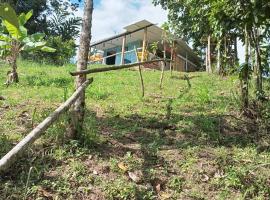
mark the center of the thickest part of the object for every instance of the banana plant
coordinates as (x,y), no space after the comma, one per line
(14,39)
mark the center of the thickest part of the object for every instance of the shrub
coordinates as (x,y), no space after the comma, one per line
(65,50)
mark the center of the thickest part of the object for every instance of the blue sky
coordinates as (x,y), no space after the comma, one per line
(110,16)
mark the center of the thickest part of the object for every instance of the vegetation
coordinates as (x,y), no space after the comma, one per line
(223,22)
(60,31)
(15,39)
(181,139)
(190,136)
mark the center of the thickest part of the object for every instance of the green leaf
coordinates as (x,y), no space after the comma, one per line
(29,15)
(37,36)
(4,37)
(23,31)
(12,29)
(8,14)
(23,18)
(48,49)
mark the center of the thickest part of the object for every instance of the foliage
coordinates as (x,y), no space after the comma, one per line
(65,50)
(197,147)
(14,39)
(42,9)
(62,25)
(14,34)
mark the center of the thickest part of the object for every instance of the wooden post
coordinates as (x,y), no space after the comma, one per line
(162,74)
(144,44)
(186,63)
(163,64)
(218,59)
(123,51)
(36,133)
(171,63)
(209,55)
(78,109)
(142,84)
(206,59)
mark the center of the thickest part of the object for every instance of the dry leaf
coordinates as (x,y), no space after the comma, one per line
(165,196)
(122,166)
(204,178)
(158,187)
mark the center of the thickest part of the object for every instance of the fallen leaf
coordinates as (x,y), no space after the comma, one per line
(122,166)
(204,178)
(158,187)
(165,196)
(136,177)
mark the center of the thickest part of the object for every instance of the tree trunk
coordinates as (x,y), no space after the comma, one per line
(78,109)
(245,73)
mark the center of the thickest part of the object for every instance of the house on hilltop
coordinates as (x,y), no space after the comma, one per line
(142,41)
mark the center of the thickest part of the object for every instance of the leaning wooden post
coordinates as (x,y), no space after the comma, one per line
(140,71)
(144,44)
(172,52)
(142,84)
(78,109)
(186,62)
(163,64)
(123,51)
(209,55)
(37,132)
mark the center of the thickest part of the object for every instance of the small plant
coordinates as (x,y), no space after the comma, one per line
(14,39)
(120,189)
(154,47)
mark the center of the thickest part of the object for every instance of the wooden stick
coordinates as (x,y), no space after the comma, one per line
(142,84)
(162,74)
(105,69)
(13,154)
(163,65)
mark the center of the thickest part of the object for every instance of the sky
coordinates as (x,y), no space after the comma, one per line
(110,16)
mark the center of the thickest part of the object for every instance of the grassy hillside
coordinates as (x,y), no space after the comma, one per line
(176,143)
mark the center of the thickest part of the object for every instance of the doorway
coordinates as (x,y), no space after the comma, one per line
(111,59)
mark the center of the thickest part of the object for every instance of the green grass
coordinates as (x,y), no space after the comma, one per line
(180,138)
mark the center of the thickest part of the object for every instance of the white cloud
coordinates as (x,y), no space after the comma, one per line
(110,16)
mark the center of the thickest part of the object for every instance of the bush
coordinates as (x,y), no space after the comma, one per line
(65,50)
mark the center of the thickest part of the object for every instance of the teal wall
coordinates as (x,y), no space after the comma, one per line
(130,57)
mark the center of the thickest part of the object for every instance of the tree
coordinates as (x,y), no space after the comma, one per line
(41,10)
(225,21)
(78,109)
(14,38)
(62,25)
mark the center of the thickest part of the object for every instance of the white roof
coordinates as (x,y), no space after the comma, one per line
(154,33)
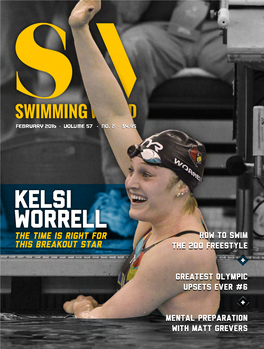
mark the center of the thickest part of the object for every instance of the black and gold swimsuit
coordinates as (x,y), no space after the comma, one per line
(132,263)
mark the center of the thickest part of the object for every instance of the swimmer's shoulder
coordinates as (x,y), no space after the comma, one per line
(142,229)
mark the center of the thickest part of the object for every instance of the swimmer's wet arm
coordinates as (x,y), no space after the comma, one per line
(104,93)
(142,229)
(153,284)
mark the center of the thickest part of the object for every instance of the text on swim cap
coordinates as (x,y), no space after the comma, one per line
(187,169)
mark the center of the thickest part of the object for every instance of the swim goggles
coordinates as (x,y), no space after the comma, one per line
(148,155)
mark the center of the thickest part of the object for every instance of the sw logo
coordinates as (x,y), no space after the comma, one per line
(195,155)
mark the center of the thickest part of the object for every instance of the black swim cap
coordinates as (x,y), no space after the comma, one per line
(176,151)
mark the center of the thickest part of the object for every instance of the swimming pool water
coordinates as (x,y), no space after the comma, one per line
(55,332)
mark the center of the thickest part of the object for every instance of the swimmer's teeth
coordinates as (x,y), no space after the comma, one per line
(138,198)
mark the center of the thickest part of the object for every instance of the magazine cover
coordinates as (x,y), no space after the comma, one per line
(112,114)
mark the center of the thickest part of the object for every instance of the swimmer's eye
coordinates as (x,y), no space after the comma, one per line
(130,170)
(146,175)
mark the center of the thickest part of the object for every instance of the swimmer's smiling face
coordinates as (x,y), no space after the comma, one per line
(147,189)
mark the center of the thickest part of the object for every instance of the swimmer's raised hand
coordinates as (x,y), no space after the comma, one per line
(83,13)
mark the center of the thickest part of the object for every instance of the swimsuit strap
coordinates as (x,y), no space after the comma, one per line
(176,235)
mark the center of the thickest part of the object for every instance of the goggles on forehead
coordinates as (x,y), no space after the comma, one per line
(148,155)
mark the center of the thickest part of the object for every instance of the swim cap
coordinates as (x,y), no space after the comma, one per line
(176,151)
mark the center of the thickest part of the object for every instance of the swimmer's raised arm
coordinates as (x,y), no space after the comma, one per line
(104,93)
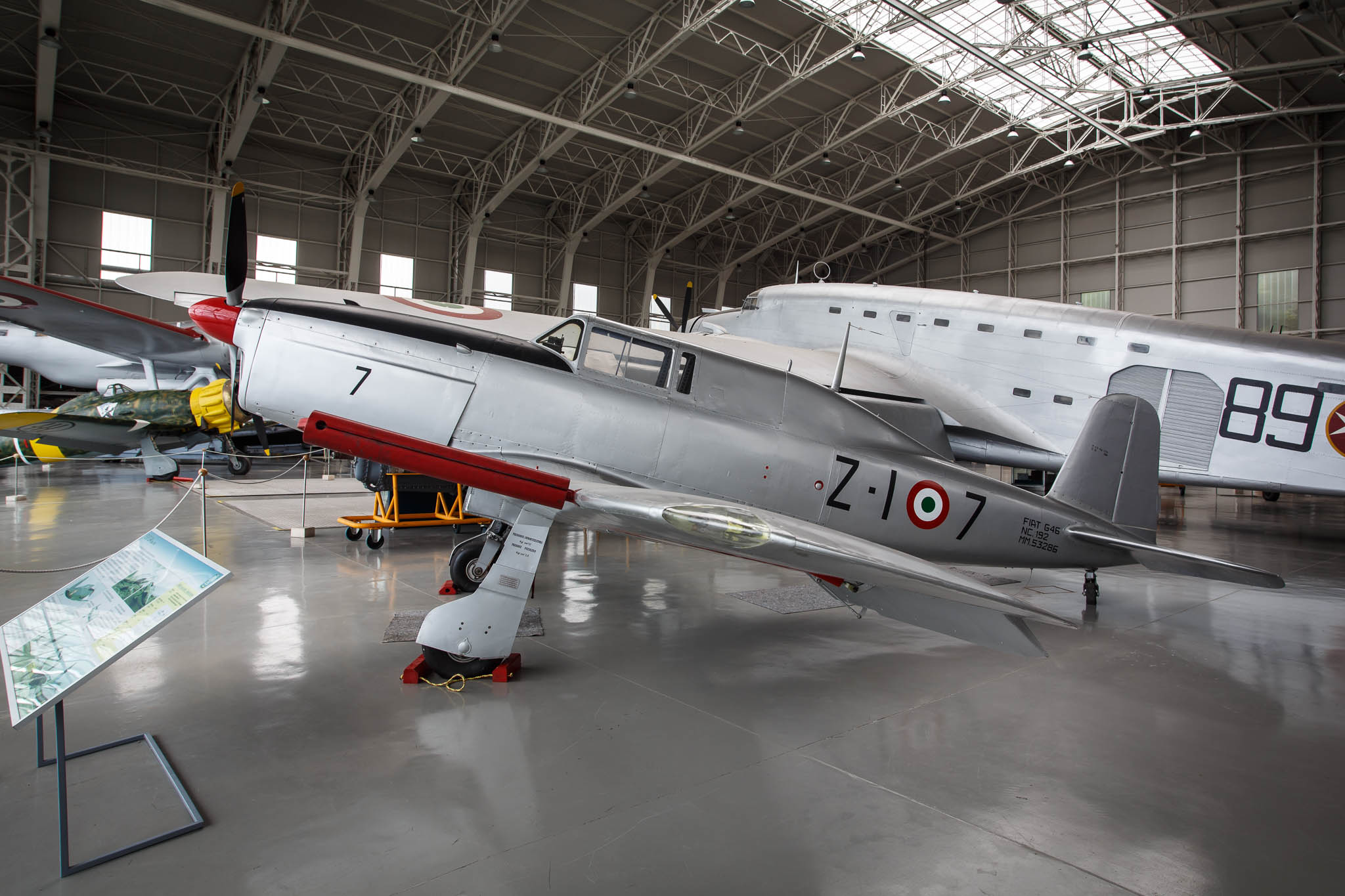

The task :: How many lines in the rows above contain the word "plant"? Reply with only the number.

Completed exercise :: 2